▶ [GIVEN EXERCISE]: Copy the lines from the one containing "The component shall mark one dot per instance of the wet" through the end of the records, swapping "wet rock" for "slick boulder" and leaving everything else unchanged. Return only those lines.

▶ [RECORDS SHOWN]:
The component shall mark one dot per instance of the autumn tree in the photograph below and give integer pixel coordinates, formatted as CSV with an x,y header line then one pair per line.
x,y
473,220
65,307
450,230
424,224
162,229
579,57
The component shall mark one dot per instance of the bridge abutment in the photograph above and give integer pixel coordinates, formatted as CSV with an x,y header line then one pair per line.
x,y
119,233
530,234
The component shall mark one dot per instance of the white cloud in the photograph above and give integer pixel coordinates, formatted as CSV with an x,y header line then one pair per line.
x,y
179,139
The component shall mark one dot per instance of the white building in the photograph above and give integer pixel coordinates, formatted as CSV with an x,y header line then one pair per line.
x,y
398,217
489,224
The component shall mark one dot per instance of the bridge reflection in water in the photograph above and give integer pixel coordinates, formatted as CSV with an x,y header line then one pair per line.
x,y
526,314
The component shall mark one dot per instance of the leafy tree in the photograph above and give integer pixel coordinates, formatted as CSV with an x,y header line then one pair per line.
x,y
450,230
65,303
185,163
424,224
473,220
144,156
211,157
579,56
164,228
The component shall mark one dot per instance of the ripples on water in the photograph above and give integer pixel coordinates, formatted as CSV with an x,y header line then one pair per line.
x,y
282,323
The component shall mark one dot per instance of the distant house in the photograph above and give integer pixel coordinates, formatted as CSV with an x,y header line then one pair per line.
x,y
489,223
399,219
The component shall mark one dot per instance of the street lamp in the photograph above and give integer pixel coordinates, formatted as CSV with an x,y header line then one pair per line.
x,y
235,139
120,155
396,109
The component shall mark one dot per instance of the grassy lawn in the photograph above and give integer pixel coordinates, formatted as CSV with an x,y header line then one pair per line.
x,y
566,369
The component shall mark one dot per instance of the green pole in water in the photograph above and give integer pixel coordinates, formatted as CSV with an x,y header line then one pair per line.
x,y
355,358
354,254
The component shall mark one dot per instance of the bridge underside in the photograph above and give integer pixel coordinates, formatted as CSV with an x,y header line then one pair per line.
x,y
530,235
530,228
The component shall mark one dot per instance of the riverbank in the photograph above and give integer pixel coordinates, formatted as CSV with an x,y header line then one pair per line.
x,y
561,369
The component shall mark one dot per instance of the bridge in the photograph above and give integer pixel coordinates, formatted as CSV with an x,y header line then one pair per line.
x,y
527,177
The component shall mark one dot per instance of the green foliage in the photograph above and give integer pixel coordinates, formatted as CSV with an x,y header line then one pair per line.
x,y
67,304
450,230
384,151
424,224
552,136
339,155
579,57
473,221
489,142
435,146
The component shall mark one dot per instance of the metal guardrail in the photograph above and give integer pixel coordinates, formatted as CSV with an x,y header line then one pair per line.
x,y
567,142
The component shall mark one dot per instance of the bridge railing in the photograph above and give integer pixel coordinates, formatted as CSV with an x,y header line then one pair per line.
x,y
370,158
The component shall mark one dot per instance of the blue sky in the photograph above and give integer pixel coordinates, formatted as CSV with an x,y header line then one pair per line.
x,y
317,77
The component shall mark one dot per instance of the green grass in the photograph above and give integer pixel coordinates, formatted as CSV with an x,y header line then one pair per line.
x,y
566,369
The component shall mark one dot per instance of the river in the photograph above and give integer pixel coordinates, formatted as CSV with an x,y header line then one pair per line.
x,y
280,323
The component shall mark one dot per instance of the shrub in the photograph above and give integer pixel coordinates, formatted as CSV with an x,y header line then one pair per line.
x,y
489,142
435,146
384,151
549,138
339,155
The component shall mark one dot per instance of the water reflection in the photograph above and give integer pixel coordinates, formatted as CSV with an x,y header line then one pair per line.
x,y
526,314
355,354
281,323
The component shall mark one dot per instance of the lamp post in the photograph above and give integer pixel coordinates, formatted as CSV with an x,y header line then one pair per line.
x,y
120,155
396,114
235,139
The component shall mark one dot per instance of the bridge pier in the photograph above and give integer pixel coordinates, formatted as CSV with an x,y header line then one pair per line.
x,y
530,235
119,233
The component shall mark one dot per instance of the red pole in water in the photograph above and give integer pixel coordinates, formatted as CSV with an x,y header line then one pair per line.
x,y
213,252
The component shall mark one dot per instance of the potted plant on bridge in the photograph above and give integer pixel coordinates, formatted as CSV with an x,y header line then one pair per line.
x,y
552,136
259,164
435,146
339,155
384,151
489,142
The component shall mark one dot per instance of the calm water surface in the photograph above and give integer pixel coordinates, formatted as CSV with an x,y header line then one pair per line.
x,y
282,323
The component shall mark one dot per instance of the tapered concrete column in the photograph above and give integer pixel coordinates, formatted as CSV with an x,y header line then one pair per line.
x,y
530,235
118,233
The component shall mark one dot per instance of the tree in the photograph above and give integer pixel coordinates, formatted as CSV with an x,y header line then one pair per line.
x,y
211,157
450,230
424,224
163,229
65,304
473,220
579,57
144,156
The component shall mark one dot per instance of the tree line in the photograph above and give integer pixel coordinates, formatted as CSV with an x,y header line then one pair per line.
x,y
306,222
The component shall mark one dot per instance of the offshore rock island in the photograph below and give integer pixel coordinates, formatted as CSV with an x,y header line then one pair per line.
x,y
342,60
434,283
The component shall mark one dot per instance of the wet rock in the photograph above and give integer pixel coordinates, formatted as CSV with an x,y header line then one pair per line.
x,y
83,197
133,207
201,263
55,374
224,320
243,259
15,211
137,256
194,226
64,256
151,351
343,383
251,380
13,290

▶ [WRITTEN SOLUTION]:
The component shall mark one dot per instance of the slick boulder in the photograph above and give integer pixel coordinates, formatted as CSV with an x,y header line then one pair per line.
x,y
83,197
133,207
201,263
55,374
224,320
243,259
15,211
137,256
194,226
64,256
151,351
343,383
251,380
13,290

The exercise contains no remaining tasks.